Soares e Pimentel estão entre os autores de dois volumes de "Elite da Tropa", livros que nortearam Padilha nas filmagens de "Tropa de Elite" 1 e 2.
Leia, a seguir, trechos do debate.

UPPs
As UPPs são "um excelente projeto", mas que precisa ser complementado, disse Luiz Eduardo Soares.
"O problema é a transposição de um projeto-piloto para uma política pública, para que tenha escala. Se isso se fizer, em meio à degradação policial, a UPP não prospera, não se sustenta. Para que possa prosperar, as polícias têm de ser transformadas."
O antropólogo apontou que, no Rio, a polícia e o crime são indistinguíveis. "Claro que temos policiais honestos, arriscando sua vida por salários indignos, verdadeiros heróis. Mas são obrigados a conviver com criminosos."
"Não há criminalidade organizada importante no Rio de Janeiro, inclusive o tráfico, sem a aliança, parceria, seja por omissão, cumplicidade e depois participação protagonística, das polícias."
Para Soares, a contratação de novos policiais para as UPPs é a confirmação pelo poder público de que eles não podem contar com as polícias para um projeto inovador, de respeito aos direitos humanos, de valorização da comunidade num serviço congruente com as determinações constitucionais.
José Padilha levantou o que chamou de "paradoxo".
"O projeto da UPP não é da polícia, é do governo. A polícia ficou 30 anos convivendo com o tráfico. A organização policial não fez o projeto das UPPs. O que temos aqui é o governo empurrando uma polícia ruim para fazer um projeto que é bom", afirmou.
Marcelo Freixo disse que o mapa de instalação das UPPs é revelador de seu projeto. "É o corredor hoteleiro, a zona portuária, o entorno do Maracanã e a Cidade de Deus, único lugar em Jacarepaguá [zona oeste] que não está na mão da milícia."

*-*-*

Exercício escrito 1
Reproduza, sem alterações, as linhas da listagem que vão da linha que contém "[BATCH JOB 4417] Class: utility wire" até o final da listagem, incluindo ambas as extremidades.

*-*-*

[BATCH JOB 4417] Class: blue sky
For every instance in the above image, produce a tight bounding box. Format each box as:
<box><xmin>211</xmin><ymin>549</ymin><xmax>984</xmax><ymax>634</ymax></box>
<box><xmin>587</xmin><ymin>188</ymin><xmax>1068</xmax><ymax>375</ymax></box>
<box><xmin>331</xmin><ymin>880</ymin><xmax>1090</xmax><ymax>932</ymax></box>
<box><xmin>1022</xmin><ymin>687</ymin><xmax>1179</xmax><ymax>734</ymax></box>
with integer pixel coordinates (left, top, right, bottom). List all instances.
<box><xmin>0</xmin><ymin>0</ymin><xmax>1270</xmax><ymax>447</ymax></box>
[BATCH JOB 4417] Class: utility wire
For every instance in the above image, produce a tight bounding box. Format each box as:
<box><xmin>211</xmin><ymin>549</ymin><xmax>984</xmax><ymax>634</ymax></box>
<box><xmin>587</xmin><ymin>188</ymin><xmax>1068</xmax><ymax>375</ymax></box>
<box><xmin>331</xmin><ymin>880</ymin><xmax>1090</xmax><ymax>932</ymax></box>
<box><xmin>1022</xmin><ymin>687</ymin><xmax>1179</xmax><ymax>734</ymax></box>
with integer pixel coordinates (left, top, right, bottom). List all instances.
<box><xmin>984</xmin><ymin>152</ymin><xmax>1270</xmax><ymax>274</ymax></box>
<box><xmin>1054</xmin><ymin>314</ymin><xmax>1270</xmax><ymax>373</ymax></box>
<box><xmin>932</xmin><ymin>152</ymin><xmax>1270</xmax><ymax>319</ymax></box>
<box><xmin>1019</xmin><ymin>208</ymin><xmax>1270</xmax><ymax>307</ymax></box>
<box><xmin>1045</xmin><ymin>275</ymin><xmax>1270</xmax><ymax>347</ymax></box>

*-*-*

Exercício escrito 2
Segundo o texto sobre o debate, quais lugares Marcelo Freixo menciona ao descrever o mapa de instalação das UPPs?

Resposta completa 1
[BATCH JOB 4417] Class: utility wire
For every instance in the above image, produce a tight bounding box. Format each box as:
<box><xmin>211</xmin><ymin>549</ymin><xmax>984</xmax><ymax>634</ymax></box>
<box><xmin>587</xmin><ymin>188</ymin><xmax>1068</xmax><ymax>375</ymax></box>
<box><xmin>331</xmin><ymin>880</ymin><xmax>1090</xmax><ymax>932</ymax></box>
<box><xmin>1022</xmin><ymin>687</ymin><xmax>1179</xmax><ymax>734</ymax></box>
with integer pixel coordinates (left, top, right, bottom). List all instances.
<box><xmin>984</xmin><ymin>152</ymin><xmax>1270</xmax><ymax>274</ymax></box>
<box><xmin>1054</xmin><ymin>314</ymin><xmax>1270</xmax><ymax>373</ymax></box>
<box><xmin>932</xmin><ymin>152</ymin><xmax>1270</xmax><ymax>319</ymax></box>
<box><xmin>1019</xmin><ymin>208</ymin><xmax>1270</xmax><ymax>307</ymax></box>
<box><xmin>1045</xmin><ymin>275</ymin><xmax>1270</xmax><ymax>347</ymax></box>

Resposta completa 2
O corredor hoteleiro, a zona portuária, o entorno do Maracanã e a Cidade de Deus.